(Data extracted from a collection)
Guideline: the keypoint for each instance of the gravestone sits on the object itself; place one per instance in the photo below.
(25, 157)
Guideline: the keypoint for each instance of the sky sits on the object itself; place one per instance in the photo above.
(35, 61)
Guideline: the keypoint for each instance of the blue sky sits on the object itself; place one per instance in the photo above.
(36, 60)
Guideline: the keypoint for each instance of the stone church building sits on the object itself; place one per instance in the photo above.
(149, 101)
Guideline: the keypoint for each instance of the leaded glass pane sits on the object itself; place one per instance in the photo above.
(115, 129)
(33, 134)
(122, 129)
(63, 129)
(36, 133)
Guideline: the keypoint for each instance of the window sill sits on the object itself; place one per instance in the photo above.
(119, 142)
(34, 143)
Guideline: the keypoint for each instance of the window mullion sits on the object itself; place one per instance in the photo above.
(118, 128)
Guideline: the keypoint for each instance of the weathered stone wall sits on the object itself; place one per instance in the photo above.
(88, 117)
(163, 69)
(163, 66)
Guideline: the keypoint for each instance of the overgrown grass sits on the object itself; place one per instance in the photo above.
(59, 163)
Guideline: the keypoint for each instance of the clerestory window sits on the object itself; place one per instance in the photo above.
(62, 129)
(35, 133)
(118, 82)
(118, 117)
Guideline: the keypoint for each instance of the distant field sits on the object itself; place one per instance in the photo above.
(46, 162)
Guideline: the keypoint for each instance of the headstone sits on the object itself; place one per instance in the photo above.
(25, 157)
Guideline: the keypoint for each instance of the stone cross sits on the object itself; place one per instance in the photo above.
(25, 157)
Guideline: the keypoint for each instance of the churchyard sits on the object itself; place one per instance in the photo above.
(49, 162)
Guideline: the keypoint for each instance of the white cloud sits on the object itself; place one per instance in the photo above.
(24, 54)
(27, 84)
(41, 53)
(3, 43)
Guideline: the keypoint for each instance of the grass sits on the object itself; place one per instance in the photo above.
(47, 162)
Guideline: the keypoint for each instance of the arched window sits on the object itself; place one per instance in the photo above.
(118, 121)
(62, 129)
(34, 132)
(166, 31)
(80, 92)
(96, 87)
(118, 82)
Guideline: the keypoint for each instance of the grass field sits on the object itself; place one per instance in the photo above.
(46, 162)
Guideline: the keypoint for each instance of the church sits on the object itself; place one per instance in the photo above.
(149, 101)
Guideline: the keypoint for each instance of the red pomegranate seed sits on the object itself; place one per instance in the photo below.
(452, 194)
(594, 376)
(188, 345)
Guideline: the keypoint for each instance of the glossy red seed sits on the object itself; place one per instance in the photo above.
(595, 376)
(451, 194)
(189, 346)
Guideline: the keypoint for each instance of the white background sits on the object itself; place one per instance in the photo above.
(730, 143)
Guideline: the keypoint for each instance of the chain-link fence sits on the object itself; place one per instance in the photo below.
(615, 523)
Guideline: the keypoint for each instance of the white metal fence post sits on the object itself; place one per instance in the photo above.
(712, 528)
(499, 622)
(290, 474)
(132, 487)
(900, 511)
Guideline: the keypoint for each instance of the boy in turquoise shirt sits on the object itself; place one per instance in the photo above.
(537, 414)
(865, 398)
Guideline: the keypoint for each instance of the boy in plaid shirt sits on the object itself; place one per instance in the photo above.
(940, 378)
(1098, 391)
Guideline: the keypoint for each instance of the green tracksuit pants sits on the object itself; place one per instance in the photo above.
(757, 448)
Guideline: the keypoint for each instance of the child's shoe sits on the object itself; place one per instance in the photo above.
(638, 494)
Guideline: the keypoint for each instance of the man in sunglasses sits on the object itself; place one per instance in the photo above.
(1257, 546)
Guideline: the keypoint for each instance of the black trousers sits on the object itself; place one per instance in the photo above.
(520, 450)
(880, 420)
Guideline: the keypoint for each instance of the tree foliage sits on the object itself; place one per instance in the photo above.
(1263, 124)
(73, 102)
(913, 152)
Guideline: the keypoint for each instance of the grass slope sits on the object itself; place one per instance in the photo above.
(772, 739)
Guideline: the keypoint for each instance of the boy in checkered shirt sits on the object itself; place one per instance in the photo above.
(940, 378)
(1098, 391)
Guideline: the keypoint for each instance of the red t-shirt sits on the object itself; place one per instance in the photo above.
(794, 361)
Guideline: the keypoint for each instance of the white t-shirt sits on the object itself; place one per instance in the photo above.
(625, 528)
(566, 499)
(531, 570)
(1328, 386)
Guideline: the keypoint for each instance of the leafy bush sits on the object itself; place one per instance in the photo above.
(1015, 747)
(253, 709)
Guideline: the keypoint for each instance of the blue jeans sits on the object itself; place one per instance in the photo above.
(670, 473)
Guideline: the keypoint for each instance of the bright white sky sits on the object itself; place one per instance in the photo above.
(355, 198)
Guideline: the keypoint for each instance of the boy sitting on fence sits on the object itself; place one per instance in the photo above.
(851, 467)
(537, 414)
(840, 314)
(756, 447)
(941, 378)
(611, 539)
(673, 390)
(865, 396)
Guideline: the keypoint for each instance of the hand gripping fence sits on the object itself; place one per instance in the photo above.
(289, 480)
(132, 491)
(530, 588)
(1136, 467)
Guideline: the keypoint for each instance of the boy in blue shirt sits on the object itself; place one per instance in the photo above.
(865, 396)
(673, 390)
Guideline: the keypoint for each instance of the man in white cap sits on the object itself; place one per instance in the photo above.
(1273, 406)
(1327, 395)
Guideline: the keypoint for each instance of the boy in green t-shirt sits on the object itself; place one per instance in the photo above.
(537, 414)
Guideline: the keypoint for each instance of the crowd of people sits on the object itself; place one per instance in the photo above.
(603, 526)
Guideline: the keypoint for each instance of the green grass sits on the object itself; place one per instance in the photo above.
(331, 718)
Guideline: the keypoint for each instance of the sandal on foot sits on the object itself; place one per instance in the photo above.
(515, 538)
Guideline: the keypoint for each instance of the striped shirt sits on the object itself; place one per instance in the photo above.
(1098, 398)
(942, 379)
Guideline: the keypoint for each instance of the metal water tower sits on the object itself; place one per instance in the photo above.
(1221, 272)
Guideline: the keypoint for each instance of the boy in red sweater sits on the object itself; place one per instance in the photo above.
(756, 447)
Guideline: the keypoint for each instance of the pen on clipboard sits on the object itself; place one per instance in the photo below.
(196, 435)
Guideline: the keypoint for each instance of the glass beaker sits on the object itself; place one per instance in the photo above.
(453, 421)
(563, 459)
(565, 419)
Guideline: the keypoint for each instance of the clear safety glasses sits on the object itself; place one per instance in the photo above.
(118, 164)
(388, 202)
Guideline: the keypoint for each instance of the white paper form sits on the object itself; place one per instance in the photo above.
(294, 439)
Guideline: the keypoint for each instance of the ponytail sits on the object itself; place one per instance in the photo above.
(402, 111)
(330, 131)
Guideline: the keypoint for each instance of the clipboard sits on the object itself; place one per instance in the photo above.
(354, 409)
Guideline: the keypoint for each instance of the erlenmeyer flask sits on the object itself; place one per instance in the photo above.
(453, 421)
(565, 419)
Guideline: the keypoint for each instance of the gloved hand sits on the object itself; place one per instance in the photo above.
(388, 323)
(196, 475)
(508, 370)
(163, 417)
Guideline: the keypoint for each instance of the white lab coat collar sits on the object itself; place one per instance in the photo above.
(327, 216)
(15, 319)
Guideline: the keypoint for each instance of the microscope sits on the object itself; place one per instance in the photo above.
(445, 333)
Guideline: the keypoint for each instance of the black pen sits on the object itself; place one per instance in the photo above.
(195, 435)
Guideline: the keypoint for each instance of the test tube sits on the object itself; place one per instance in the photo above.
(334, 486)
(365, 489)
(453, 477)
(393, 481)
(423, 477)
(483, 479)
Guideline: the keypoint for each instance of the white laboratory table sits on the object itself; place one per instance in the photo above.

* _Task details_
Lines from the one containing "Guideline: the keypoint for each instance of the metal" through the final line are to be given again verbatim, with nothing before or after.

* _Right answer_
Guideline: the keypoint for each instance of the metal water tower sits on the object itself; place one per instance in the photo above.
(1221, 272)
Guideline: the keypoint for each instance of the boy in red sweater sits on the object itself; place one per instance in the photo above.
(756, 447)
Guideline: the keypoint for each instance of the pen on clipboard sits on the object itself; place one per instance in the photo below.
(196, 435)
Guideline: the keypoint for each instance of the glass beaker sits on the object itself; place one per instance in the photo above.
(453, 421)
(563, 459)
(565, 419)
Guideline: the keypoint for each instance of the clear safety glasses sits on the object itself; place one per instance in the photo above.
(118, 164)
(388, 202)
Guideline: the keypoint for each instance of the white paper form sits on the object itself; place one per instance in the photo above.
(294, 439)
Guideline: the keypoint for each instance of the ponytail sits on the object itself; place one per instance in the photo above.
(402, 111)
(330, 131)
Guideline: the keypoint for each instance of the clipboard sits on the object itself; place one per instance in the photo above.
(354, 409)
Guideline: the keypoint for each instance of the erlenmeyer flask sits on the object itself; place one per instance in the photo above.
(453, 421)
(565, 419)
Guideline: the keypoint for each instance of the gloved hand sits on the object itself; place one per instance in the photo above.
(388, 323)
(196, 475)
(508, 370)
(163, 417)
Guideline: the keypoint for each instance of the white lab coat collar sits on the object itself; place one per instance in the photo above.
(327, 216)
(15, 319)
Guideline: the keypoint for each instance of the microscope sits on the object itself; place one per instance in the photo above.
(445, 333)
Guideline: the keypoint for each instance of the black pen sits on the object itself; place one per instance in the photo above.
(195, 435)
Guideline: the keypoint for each instance of the test tube sits on the object itself; place one per instance in the photo above.
(334, 486)
(365, 489)
(453, 477)
(393, 481)
(423, 477)
(483, 479)
Guideline: the keypoint for each instance of the white laboratory table sits on the object itself; place one per instance in the photo above.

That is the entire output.